## Excerpt to read
BEGIN

Skip to comments.Man 'being eaten alive by maggots'
Posted on 08/14/2006 6:37:31 AM PDT by Aussie Dasher
AN elderly Hong Kong man is being treated in hospital after doctors found he was being eaten alive by maggots, health chiefs said today.
They said the 67-year-old could have been gnawed to death by the parasites had he not been rushed into care.
The grisly affliction is known as human myiasis, a rare disease that results from flies infesting wounds or sores.
Usually a problem for older people who have trouble looking after themselves, the flies lay their eggs in fresh or weeping wounds and sometimes even in the mouth, nose and ears.
The hatched larvae then feed from the rotting flesh, quickly spreading through the body.
In the latest case in Hong Kong, the maggots infested a number of cuts on the man's face.

END

## Given information

BEGIN

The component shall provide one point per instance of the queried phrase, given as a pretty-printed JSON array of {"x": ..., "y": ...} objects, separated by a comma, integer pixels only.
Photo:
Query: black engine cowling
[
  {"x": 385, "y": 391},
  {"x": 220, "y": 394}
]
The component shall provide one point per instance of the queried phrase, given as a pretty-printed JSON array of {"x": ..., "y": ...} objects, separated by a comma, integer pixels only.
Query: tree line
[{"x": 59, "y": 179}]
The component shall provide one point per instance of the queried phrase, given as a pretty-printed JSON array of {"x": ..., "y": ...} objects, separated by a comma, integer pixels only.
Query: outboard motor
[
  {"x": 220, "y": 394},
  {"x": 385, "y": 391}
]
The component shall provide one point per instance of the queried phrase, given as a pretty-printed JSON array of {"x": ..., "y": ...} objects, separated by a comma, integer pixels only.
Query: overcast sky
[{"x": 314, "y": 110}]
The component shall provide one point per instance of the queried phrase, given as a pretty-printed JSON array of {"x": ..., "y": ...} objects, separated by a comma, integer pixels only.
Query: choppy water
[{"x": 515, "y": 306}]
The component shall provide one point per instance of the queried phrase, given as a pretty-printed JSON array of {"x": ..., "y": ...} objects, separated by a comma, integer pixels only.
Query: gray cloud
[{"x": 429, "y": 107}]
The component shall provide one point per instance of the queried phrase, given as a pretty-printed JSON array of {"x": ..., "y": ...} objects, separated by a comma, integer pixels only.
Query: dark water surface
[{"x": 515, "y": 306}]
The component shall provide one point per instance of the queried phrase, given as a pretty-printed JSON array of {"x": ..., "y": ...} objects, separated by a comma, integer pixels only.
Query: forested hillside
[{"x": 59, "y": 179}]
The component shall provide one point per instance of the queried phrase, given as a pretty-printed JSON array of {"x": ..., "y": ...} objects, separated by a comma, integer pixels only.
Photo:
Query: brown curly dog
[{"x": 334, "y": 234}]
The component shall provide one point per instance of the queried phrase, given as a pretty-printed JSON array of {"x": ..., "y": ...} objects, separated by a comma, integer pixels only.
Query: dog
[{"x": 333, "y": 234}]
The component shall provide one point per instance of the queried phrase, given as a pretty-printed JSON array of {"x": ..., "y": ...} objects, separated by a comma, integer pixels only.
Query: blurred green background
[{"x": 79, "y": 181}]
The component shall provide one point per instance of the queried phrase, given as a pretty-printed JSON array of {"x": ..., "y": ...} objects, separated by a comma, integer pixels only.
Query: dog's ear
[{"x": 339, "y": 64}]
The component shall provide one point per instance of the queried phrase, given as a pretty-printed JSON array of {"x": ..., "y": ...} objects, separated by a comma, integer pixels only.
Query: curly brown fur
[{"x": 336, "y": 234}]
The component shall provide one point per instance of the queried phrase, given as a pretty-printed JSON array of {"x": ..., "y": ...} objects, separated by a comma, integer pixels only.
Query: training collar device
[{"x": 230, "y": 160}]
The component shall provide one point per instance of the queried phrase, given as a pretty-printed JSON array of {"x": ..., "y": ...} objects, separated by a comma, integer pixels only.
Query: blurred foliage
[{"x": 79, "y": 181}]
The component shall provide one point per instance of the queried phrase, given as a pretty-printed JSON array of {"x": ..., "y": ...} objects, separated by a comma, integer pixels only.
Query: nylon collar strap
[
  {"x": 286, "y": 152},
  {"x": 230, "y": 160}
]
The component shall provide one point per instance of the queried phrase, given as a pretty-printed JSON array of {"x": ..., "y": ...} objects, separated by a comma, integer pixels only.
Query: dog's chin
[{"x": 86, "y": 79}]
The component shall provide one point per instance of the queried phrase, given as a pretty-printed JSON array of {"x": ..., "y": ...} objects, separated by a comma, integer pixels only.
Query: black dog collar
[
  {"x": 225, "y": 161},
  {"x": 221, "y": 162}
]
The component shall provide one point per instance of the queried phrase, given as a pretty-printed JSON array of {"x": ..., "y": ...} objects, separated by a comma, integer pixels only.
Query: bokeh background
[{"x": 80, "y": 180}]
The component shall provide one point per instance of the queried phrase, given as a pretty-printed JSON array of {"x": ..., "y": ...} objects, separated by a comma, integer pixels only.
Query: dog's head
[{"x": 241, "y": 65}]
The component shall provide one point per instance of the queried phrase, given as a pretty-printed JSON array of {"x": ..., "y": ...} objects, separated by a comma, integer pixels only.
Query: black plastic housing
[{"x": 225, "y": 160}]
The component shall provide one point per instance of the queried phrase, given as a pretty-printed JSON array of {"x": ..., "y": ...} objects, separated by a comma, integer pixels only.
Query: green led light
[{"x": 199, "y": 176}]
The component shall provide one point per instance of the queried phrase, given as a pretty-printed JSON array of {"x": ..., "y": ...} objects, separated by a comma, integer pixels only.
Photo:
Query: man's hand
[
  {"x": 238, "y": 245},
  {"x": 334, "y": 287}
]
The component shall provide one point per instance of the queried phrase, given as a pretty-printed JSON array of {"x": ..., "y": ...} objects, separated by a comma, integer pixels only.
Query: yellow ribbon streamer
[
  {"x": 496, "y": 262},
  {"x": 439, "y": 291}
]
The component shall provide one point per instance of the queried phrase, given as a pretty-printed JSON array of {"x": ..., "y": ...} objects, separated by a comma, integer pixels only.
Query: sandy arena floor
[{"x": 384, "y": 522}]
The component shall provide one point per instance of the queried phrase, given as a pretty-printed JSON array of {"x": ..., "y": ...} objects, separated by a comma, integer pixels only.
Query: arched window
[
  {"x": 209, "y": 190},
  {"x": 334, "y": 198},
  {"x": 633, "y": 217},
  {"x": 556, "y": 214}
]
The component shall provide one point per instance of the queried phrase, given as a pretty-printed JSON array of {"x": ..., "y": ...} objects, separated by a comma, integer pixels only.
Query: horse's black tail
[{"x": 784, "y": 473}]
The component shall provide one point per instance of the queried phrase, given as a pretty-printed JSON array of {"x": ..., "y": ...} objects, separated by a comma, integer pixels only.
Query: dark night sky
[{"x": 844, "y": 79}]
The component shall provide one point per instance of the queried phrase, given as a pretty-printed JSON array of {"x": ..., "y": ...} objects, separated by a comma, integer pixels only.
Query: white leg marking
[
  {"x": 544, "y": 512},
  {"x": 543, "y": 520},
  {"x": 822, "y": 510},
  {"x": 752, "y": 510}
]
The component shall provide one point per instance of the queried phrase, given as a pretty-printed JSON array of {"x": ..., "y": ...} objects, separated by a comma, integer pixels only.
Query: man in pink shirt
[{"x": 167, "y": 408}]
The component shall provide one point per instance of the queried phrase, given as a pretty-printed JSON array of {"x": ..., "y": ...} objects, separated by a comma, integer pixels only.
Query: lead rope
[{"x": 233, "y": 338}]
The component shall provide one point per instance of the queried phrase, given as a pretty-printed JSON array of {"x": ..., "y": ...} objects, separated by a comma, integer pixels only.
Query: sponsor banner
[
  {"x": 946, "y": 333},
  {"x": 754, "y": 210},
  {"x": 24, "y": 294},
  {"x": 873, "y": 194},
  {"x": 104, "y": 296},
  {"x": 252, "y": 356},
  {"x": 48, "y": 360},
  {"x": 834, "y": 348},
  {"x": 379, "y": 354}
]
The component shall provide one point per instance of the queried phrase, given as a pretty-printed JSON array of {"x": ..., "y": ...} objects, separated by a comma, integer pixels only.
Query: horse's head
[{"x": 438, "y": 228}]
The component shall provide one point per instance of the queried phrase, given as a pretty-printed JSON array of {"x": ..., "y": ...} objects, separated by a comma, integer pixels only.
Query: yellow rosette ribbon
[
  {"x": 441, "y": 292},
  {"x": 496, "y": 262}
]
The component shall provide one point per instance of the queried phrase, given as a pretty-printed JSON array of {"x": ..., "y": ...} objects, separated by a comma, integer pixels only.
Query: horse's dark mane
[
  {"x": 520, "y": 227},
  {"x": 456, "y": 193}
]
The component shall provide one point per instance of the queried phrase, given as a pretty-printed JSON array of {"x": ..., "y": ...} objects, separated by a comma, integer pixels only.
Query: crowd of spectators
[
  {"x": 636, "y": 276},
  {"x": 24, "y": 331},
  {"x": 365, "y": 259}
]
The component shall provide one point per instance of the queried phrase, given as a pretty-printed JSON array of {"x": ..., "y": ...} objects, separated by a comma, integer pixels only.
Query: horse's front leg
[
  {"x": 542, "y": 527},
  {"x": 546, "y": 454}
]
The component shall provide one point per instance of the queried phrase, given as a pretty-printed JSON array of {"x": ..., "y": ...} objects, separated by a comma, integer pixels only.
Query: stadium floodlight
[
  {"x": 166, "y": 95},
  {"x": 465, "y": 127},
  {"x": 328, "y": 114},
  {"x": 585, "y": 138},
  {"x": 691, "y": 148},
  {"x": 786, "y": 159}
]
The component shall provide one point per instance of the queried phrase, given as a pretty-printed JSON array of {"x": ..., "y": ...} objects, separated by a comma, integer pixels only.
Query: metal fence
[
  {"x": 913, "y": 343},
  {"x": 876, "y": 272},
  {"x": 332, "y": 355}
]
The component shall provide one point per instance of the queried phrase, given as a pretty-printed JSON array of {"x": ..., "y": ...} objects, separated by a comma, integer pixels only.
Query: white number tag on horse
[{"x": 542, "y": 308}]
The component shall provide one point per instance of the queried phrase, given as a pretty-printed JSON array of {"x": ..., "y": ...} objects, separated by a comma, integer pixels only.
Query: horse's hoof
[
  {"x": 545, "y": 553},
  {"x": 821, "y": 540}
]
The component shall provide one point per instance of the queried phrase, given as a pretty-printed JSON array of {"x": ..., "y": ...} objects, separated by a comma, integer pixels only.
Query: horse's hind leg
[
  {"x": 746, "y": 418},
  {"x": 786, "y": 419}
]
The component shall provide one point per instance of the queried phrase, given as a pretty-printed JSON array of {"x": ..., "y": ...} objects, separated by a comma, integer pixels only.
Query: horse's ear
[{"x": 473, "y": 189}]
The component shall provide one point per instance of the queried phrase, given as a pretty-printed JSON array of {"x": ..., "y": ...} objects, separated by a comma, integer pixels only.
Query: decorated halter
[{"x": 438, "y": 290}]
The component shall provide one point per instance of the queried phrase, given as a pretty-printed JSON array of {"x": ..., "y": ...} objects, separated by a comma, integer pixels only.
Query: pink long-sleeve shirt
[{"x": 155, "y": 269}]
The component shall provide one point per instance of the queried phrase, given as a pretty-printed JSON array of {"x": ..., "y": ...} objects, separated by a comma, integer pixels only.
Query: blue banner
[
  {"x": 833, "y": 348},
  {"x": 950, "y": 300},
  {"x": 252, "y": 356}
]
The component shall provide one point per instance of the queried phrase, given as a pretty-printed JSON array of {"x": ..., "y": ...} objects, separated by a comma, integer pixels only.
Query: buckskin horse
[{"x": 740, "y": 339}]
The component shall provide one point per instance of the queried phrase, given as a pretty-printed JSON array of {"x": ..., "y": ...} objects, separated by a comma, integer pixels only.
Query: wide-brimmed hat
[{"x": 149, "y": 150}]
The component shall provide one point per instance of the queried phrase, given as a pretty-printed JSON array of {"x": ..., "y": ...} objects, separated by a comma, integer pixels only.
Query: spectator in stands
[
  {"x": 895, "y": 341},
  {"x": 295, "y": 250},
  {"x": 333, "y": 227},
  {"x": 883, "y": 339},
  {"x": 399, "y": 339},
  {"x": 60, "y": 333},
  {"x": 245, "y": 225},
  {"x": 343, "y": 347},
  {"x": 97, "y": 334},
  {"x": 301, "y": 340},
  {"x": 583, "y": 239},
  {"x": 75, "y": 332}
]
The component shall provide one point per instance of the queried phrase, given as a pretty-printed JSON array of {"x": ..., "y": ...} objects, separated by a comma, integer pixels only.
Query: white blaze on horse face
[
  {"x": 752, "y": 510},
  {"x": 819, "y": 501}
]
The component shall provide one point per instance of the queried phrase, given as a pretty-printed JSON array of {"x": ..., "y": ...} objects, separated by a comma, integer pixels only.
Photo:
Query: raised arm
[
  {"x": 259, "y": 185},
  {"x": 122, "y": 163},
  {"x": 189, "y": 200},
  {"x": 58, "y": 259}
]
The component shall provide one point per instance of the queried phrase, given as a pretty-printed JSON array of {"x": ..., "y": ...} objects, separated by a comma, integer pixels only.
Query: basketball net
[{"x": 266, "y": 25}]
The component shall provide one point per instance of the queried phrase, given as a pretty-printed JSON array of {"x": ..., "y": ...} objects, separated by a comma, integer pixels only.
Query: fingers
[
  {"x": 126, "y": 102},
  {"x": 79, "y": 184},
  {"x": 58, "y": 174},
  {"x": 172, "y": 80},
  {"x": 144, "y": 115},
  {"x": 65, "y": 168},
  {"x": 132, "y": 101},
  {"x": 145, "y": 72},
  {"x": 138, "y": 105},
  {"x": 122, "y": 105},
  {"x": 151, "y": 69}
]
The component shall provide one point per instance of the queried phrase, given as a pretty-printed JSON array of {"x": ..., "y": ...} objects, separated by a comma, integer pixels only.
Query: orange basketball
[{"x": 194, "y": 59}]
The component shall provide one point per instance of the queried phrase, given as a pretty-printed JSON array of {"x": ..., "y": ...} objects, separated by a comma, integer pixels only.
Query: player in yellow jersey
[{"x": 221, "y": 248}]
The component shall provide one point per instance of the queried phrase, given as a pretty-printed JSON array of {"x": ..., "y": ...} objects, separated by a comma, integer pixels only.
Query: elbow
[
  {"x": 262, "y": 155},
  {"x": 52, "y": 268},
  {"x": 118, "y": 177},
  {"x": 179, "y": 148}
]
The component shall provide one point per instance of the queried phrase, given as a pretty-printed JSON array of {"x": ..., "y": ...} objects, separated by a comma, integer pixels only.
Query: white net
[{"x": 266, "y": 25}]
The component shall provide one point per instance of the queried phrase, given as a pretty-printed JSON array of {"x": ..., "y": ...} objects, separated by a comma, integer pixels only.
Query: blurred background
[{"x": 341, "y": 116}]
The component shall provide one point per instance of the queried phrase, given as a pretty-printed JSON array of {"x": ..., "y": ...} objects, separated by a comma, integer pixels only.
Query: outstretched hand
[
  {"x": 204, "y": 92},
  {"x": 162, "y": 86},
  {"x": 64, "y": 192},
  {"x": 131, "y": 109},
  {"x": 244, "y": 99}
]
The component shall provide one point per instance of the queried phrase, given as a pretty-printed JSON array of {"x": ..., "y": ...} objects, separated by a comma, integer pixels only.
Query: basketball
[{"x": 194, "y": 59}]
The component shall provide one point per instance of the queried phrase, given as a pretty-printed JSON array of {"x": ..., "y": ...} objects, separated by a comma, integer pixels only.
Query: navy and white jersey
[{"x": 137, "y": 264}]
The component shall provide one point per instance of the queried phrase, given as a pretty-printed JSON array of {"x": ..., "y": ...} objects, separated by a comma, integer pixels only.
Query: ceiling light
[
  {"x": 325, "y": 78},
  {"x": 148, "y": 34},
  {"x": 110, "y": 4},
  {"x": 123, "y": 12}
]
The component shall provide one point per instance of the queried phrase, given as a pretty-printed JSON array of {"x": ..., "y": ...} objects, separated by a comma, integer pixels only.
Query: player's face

END

## Tasks and exercises
A – Transcribe the Hong Kong maggot story from "The grisly affliction" up to and including "nose and ears.".
B – In the Hong Kong maggot story, where on the man did the maggots infest?

## Answers in order
A –
The grisly affliction is known as human myiasis, a rare disease that results from flies infesting wounds or sores.
Usually a problem for older people who have trouble looking after themselves, the flies lay their eggs in fresh or weeping wounds and sometimes even in the mouth, nose and ears.

B – A number of cuts on his face.